STATED EXERCISE:
Look in the data below for the line that contains "Please give the outline of every instance of the stuffed". Copy that line and the remaining lines exactly.

LISTING:
----

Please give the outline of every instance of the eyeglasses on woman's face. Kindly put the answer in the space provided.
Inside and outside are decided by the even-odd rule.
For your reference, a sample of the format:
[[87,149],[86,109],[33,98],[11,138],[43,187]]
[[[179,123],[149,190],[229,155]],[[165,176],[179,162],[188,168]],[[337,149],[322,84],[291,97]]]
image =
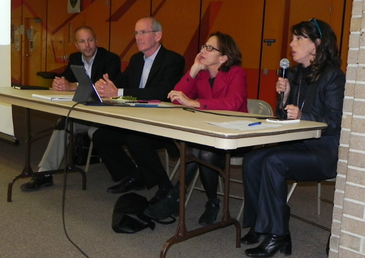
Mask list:
[[214,49],[216,51],[217,51],[218,52],[220,52],[219,49],[217,49],[215,47],[212,47],[212,46],[209,46],[207,45],[203,45],[202,46],[202,49],[205,48],[206,49],[207,49],[207,51],[212,52],[213,49]]

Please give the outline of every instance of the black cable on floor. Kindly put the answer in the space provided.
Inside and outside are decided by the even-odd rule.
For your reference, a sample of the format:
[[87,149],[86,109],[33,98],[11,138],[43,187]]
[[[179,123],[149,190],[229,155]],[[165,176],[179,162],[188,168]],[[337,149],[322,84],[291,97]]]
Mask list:
[[[71,111],[74,109],[75,107],[76,107],[77,105],[83,103],[84,102],[79,102],[76,103],[76,104],[74,105],[70,109],[70,110],[69,111],[69,113],[67,114],[67,116],[66,116],[66,121],[65,122],[64,125],[64,157],[65,159],[67,157],[67,133],[68,133],[68,127],[69,125],[69,118],[70,118],[70,114],[71,113]],[[71,132],[71,136],[72,136],[72,134],[73,134],[74,132]],[[75,244],[70,238],[69,236],[69,234],[67,233],[67,231],[66,230],[66,224],[65,223],[64,221],[64,204],[65,202],[65,199],[66,199],[66,185],[67,183],[67,164],[66,164],[66,166],[64,167],[64,171],[63,172],[63,188],[62,192],[62,222],[63,225],[63,232],[64,232],[64,234],[66,236],[66,237],[69,240],[69,241],[73,244],[74,246],[76,247],[79,251],[80,251],[81,253],[82,253],[84,256],[86,257],[87,258],[90,258],[79,247],[79,246]]]

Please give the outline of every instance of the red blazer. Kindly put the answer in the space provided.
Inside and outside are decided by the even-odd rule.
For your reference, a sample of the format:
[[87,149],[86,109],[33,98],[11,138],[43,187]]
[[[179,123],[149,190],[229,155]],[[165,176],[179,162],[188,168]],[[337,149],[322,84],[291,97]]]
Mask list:
[[[208,80],[208,71],[201,71],[196,78],[192,78],[187,73],[174,88],[182,91],[189,98],[200,103],[200,109],[231,110],[248,113],[247,83],[246,72],[237,66],[226,72],[220,71],[213,88]],[[174,104],[179,104],[177,101]]]

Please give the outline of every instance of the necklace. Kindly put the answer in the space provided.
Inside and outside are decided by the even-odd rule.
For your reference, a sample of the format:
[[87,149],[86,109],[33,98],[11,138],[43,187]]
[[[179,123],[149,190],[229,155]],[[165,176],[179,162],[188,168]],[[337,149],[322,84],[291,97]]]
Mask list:
[[[303,77],[303,72],[301,72],[301,80],[299,82],[299,88],[298,88],[298,98],[296,99],[296,106],[299,107],[299,95],[301,94],[301,86],[302,86],[302,78]],[[306,101],[305,99],[303,101],[303,103],[302,103],[302,107],[301,107],[301,111],[303,108],[303,106],[304,106],[304,102]]]

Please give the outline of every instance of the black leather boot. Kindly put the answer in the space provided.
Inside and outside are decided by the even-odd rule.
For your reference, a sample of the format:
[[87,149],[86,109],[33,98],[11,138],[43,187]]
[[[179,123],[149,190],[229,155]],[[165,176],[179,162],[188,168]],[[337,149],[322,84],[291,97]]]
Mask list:
[[211,225],[216,219],[219,212],[220,200],[218,199],[210,200],[205,203],[205,211],[202,214],[198,223],[200,225]]
[[255,232],[255,227],[252,227],[247,234],[241,239],[241,242],[245,245],[253,245],[258,243],[261,234]]
[[291,238],[290,235],[268,235],[260,245],[254,248],[246,249],[245,253],[249,257],[271,257],[279,250],[285,256],[291,254]]

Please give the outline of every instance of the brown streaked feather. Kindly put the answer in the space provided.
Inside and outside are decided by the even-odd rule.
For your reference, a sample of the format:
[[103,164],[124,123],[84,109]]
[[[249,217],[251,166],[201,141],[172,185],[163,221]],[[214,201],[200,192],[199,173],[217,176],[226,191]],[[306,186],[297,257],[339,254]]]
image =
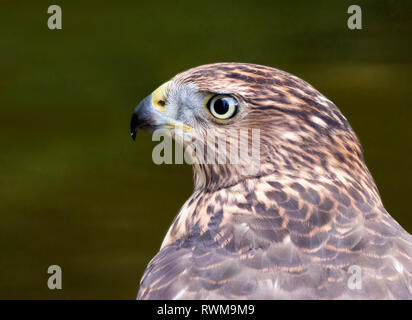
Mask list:
[[[382,206],[332,102],[295,76],[251,64],[172,79],[175,90],[187,83],[247,102],[247,116],[230,126],[261,129],[263,164],[246,178],[230,165],[194,167],[204,184],[149,263],[138,299],[412,299],[412,236]],[[361,290],[348,287],[353,265]]]

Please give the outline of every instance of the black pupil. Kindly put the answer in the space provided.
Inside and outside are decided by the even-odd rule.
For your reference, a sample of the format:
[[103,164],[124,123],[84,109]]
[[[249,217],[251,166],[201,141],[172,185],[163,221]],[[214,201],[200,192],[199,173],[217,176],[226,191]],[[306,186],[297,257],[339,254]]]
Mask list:
[[227,99],[218,99],[213,106],[216,113],[225,114],[229,110],[229,101]]

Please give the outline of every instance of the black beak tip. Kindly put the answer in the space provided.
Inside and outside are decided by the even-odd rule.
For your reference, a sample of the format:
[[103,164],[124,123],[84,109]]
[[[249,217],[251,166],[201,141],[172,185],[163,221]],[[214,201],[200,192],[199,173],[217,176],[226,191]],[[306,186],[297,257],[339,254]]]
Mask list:
[[133,141],[136,140],[138,117],[135,113],[132,115],[132,120],[130,121],[130,135],[132,136]]
[[132,136],[133,141],[136,140],[136,131],[131,132],[130,135]]

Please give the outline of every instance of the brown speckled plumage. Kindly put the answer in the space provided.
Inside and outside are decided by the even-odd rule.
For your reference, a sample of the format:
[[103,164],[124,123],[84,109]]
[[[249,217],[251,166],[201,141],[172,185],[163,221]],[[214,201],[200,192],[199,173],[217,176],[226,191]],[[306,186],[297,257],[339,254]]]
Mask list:
[[[412,298],[412,237],[382,206],[332,102],[252,64],[190,69],[171,80],[165,100],[179,105],[187,85],[242,102],[226,124],[188,125],[198,134],[260,129],[261,166],[250,176],[230,164],[194,166],[194,193],[148,265],[139,299]],[[352,265],[362,270],[360,290],[347,284]]]

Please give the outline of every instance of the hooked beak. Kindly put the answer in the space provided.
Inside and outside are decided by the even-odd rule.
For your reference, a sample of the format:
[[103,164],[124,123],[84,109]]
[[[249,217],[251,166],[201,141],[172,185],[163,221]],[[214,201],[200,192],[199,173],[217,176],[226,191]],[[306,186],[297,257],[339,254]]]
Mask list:
[[149,95],[144,98],[133,111],[132,119],[130,121],[130,135],[133,140],[136,139],[137,129],[150,127],[150,124],[153,122],[151,119],[151,96],[152,95]]
[[186,131],[193,130],[191,127],[176,121],[165,115],[162,109],[153,106],[152,94],[144,98],[134,109],[130,121],[130,135],[136,139],[138,129],[154,131],[156,129],[181,128]]

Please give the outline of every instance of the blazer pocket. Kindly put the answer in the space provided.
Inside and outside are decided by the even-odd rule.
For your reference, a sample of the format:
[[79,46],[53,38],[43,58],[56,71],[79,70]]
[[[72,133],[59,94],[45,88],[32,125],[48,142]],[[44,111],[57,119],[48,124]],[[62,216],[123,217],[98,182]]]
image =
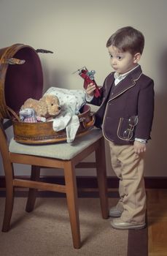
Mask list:
[[133,141],[135,134],[135,126],[129,123],[130,118],[120,118],[117,127],[117,137],[123,140]]

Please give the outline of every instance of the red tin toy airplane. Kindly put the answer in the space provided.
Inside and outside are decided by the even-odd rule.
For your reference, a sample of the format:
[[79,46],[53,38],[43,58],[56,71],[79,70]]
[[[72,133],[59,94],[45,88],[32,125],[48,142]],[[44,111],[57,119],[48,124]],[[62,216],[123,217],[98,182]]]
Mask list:
[[95,89],[95,97],[98,98],[101,96],[101,92],[99,87],[97,86],[95,80],[94,80],[94,75],[96,73],[95,70],[88,71],[86,67],[83,67],[77,71],[75,71],[73,74],[74,74],[76,72],[79,72],[79,75],[81,78],[84,79],[84,85],[83,87],[85,89],[87,89],[88,84],[93,83],[96,85],[96,89]]

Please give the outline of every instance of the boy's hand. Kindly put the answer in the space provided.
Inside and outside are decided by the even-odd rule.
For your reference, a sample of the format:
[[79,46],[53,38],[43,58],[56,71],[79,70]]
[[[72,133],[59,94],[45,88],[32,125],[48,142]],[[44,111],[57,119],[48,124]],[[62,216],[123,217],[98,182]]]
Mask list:
[[96,89],[96,85],[93,83],[88,84],[87,89],[86,89],[86,94],[89,96],[93,96],[94,95],[94,91]]
[[139,141],[134,141],[134,151],[136,154],[141,154],[146,151],[146,143],[141,143]]

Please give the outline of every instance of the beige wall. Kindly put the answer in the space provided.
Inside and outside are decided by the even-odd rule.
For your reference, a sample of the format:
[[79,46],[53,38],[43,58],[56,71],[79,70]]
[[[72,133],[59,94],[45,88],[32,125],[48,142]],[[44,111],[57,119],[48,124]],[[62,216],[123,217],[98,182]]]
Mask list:
[[[20,42],[54,51],[53,55],[40,55],[44,91],[51,86],[81,89],[83,81],[77,75],[71,75],[73,71],[85,65],[95,69],[96,81],[101,85],[111,71],[105,47],[109,37],[125,26],[141,30],[146,42],[140,64],[143,72],[154,79],[155,90],[152,140],[147,146],[145,175],[165,176],[166,10],[166,0],[0,0],[0,48]],[[113,175],[107,146],[106,160],[108,174]],[[23,174],[18,170],[16,173]],[[3,173],[1,162],[0,172]],[[78,172],[89,173],[94,174]]]

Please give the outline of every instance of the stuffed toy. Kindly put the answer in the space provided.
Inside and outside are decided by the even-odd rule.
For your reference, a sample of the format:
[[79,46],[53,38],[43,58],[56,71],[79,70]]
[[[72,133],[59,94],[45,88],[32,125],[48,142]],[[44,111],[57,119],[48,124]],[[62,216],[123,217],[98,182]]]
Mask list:
[[55,117],[61,110],[58,97],[51,94],[44,95],[39,100],[28,99],[22,105],[20,111],[25,108],[32,108],[36,116],[45,117],[47,119]]
[[25,123],[36,123],[37,121],[46,121],[45,117],[37,116],[34,108],[23,108],[19,112],[20,121]]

----

THE REPLY:
Please give the outline of every instance of the stuffed toy. Kindly put the answer in the space provided.
Inside and outside are decided by the even-odd rule.
For your reference, a sample of the format:
[[79,46],[53,38],[43,58],[56,71],[79,70]]
[[[72,133],[59,94],[45,88],[32,125],[48,142]],[[44,111],[57,119],[48,124]],[[62,216],[123,217],[98,182]]]
Mask list:
[[55,117],[61,110],[58,97],[51,94],[44,95],[39,100],[28,99],[22,105],[20,111],[25,108],[32,108],[36,116],[45,117],[47,119]]
[[25,123],[36,123],[37,121],[46,121],[45,117],[37,116],[34,108],[23,108],[19,112],[20,121]]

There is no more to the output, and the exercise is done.